#### GIVEN INSTRUCTION 1:
According to the review of Britten's Winter Words, in what year was the work written for Pears?
#### GIVEN INSTRUCTION 2:
Repeat the review of Britten's Winter Words from "I was first" up to and including "writing this review.".
#### GIVEN INSTRUCTION 3:
Proceed with the review of Britten's Winter Words from the point where it ends.

#### TEXT TO READ:
— BEGIN —

I was first introduced to Benjamin Britten’s Winter Words by way of an old Decca Eclipse recording with Peter Pears and the composer. This has become my touchstone for any subsequent recording or performance. The work was written for Pears in 1953 and the vocal line tends to reflect that singer’s unique style. Perhaps Pears’ interpretation would be regarded as an anachronism nowadays – certainly his voice can sometimes sound contrived and perhaps even a little strained. However, he was instrumental in performing many of Britten’s finest works; he defined a large number of operatic roles and also interpreted a wide variety of English songs. Of his recordings Schubert’s Winterreise is masterly. And, for the record, I listened again to Pears singing Winter Words and Who are these Children? as part of my preparation for writing this review.
 
So Pears defined Winter Words. Other singers, including Ian Partridge and Anthony Rolfe Johnson have made these songs their own. Surprisingly, there have been comparatively few recordings of what is probably one of the masterworks of vocal music written in the twentieth century.

— END —

#### DATASET ENTRIES:
— BEGIN —

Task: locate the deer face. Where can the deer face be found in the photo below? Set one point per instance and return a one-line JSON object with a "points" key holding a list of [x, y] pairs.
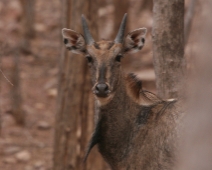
{"points": [[104, 57]]}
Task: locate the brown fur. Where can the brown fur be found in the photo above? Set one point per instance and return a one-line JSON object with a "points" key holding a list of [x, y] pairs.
{"points": [[136, 129]]}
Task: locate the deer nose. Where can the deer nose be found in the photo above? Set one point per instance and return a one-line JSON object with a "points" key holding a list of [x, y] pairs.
{"points": [[102, 89]]}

— END —

#### EXERCISE ANSWER 1:
1953

#### EXERCISE ANSWER 2:
I was first introduced to Benjamin Britten’s Winter Words by way of an old Decca Eclipse recording with Peter Pears and the composer. This has become my touchstone for any subsequent recording or performance. The work was written for Pears in 1953 and the vocal line tends to reflect that singer’s unique style. Perhaps Pears’ interpretation would be regarded as an anachronism nowadays – certainly his voice can sometimes sound contrived and perhaps even a little strained. However, he was instrumental in performing many of Britten’s finest works; he defined a large number of operatic roles and also interpreted a wide variety of English songs. Of his recordings Schubert’s Winterreise is masterly. And, for the record, I listened again to Pears singing Winter Words and Who are these Children? as part of my preparation for writing this review.

#### EXERCISE ANSWER 3:
And now we come to Daniel Norman. I am baffled. I am not convinced by his interpretation of this work. Another reviewer has noted that “I have never before heard a tenor who could offer such a rich palette of colours, and who also has the ability to employ them with such alacrity.” And I guess it is this ‘rich palette’ which I feel he overdoes – not only in Winter Words but in most of the rest of the repertoire on this disc. The only comparison I can think of is that of over-registering a piece of organ music - constantly changing the stop simply because there are so many of them. Some of Norman’s interpretations I really do warm to – for example the The Little Old Table and even the Wagtail and Baby. However I feel that the most important song in this cycle and perhaps one of the greatest songs ever composed is less successful. It just seems to lack the depth that Hardy’s text demands. Before and After Life does not move me as Pears’s version does.
 
The Four Burns Songs derive from A Birthday Hansel which was composed specifically to celebrate Queen Elizabeth, the Queen’s Mother’s 75th birthday. This work was scored for voice and harp. It contained some seven - not six as the programme notes indicate - songs. At the composer’s request Colin Matthews made an arrangement for tenor and piano of the four songs presented here. They are truly lovely pieces and at least the tenor does not overdo the effects for effect’s sake.  Nor does he feel a need to introduce a faux-Scots accent. These are my favourite performances on this CD.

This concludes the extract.